- _Source text_
Indeed, while in every other instance institutions and individuals alike cultivate a disingenuous, willful blindness to caste — refusing to compare the performance of low-caste students on anonymous tests to their performance in one-on-one evaluations, for instance — your caste is the very first thing that the university learns about you on the first day of class, Kumar says.
On his own first day at university in Uttar Pradesh, a professor asked each student to stand up and tell everyone his name, his hometown, and his rank on the standardized test that governs college admissions, which meant that he had to announce to the entire assembly that he had gained entry through the quota system, and therefore that he was a Dalit.
The Bahujan Samaj Party's Kumari Mayawati had just become the first Dalit chief minister of the state, and the professor concluded with a message for all the quota students. You had better study hard, he said, because Mayawati won't be marking your exams.
"From the first day, they identify you as a reserved category student, or a quota student, and hence, they believe you are inherently weak," Kumar said. "At the same time, they're telling you that you can't approach them for help."
Many Dalit students excel despite the obstacles, of course. But the obsession with so-called "merit" — as defined by standardized tests that are biased in favor of wealthier students — obscures the fact that most quota students are fighting their way out of small towns. Their parents have no money for expensive prep courses. And despite attending 10 years of school in a regional language, they're expected to make the transition to English without extra help.
"We want to break this myth of merit," Kumar said, referring again to Balmukund Bharti, whose parents are destitute laborers from one of India's poorest regions. "For us, the real merit is that a student from such a backward area and such a backward family, through working hard, made it to AIIMS at all."
Apparently, the university officials who would sympathize with that point of view are few and far between, suggests a health ministry-mandated investigation into discrimination at AIIMS led by Sukhadeo Thorat, a Dalit academic.

- _Required actions_
1/ Echo the caste discrimination passage verbatim, starting with "On his own first" and going on through "marking your exams.".
2/ Proceed with the passage on caste discrimination at Indian universities, writing on from its final sentence.

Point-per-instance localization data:
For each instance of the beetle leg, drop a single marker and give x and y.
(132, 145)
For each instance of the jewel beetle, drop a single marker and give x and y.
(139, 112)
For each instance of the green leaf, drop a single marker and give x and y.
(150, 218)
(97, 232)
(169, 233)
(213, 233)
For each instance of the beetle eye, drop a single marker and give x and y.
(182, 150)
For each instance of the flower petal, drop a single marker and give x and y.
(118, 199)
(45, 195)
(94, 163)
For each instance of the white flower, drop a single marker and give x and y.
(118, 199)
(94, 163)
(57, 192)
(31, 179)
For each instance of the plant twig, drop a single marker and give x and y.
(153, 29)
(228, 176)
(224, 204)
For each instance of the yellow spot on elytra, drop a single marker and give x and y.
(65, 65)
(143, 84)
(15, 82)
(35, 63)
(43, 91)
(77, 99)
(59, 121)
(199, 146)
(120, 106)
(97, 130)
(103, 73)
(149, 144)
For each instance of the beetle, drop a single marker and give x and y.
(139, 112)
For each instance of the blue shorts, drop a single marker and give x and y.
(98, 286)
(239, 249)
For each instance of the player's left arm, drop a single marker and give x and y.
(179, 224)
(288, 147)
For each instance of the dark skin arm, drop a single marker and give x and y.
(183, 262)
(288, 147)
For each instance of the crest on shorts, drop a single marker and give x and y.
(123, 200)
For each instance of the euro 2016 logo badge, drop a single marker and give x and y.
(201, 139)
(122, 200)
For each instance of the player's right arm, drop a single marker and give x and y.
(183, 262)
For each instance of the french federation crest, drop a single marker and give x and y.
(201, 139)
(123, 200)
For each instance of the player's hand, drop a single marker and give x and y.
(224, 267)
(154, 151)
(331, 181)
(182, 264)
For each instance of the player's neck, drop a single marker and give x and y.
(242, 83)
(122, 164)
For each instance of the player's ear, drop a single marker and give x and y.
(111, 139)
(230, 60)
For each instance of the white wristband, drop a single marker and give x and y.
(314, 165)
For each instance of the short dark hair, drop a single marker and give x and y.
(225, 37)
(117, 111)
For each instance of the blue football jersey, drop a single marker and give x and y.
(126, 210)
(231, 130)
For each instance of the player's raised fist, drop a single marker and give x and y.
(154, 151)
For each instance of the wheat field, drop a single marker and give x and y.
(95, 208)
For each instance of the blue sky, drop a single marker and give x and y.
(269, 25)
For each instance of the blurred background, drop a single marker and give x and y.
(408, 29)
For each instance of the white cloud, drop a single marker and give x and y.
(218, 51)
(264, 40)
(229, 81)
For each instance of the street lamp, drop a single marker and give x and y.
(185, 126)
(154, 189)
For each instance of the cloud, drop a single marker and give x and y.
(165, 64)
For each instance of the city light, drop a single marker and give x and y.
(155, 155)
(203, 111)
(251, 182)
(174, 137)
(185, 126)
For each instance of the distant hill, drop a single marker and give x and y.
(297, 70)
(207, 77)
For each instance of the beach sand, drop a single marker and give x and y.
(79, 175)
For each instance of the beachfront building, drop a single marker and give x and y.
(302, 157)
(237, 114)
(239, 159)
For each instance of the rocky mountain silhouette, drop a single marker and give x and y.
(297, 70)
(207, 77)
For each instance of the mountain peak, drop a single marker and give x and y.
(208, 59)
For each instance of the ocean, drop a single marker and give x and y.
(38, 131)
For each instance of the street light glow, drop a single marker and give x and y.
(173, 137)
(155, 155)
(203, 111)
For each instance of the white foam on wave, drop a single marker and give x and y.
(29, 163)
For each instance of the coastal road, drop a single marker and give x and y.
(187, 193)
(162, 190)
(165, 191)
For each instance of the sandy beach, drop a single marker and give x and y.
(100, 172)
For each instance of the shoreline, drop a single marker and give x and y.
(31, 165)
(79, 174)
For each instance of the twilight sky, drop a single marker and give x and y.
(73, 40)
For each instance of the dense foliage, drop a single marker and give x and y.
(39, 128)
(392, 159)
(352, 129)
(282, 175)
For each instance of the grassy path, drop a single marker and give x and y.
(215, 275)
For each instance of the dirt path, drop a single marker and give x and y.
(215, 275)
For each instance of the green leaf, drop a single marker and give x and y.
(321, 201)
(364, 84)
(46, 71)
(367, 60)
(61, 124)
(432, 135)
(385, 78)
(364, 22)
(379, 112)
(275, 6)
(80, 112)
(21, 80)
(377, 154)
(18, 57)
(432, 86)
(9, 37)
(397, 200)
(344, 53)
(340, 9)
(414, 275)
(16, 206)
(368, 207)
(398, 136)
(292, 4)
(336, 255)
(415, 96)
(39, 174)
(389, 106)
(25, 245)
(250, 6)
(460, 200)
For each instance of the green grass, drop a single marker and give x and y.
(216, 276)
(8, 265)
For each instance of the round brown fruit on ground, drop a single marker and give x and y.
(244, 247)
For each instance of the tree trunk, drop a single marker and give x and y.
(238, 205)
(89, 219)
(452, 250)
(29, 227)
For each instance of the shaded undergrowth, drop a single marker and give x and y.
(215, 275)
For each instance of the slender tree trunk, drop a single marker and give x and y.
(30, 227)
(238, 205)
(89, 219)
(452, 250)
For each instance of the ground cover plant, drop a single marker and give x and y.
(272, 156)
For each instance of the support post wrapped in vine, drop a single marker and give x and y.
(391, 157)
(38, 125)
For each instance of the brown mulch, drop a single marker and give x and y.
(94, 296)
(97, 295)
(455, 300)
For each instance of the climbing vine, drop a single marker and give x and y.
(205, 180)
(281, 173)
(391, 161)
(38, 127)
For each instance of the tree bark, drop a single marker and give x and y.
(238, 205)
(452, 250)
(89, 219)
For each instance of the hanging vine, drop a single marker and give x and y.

- _Results by task_
1/
On his own first day at university in Uttar Pradesh, a professor asked each student to stand up and tell everyone his name, his hometown, and his rank on the standardized test that governs college admissions, which meant that he had to announce to the entire assembly that he had gained entry through the quota system, and therefore that he was a Dalit.
The Bahujan Samaj Party's Kumari Mayawati had just become the first Dalit chief minister of the state, and the professor concluded with a message for all the quota students. You had better study hard, he said, because Mayawati won't be marking your exams.

2/
The Thorat Commission report found that the institute had not established legally required measures like a grievance cell for discrimination complaints or remedial programs to help low-caste students overcome language problems and other academic difficulties. Noting that half of a students' grade is based on "internal assessment" by instructors, the commission also found that Dalit students said their examiners made sure to inquire about their caste background, then made themselves inaccessible and spent less time with them than with their upper caste classmates.
AIIMS later formed its own committee to investigate the Thorat Commission's findings, and refuted them out of hand, filing suit in the Delhi High Court against the health minister, his secretary and three members of the Thorat committee, demanding around $10,000 in compensation for alleged defamatory remarks.
So it's not surprising that the institution has implemented few, if any, of the Thorat Commission's recommendations, according to a source close to the situation.
But the Insight Foundation is not going to let the issue lie.
Fresh out of meetings with an official from India's Ministry of Social Justice and Empowerment — which is tasked with the fight against religion- and caste-based discrimination — Kumar said that the group is pushing the government to act, and plans a nationwide protest next month if it doesn't move swiftly enough.
Time could well be of the essence. When the government compelled GMC (Chandigarh) to get an independent group of professors to recheck the exam that Jaspreet Singh had failed, he passed with flying colors.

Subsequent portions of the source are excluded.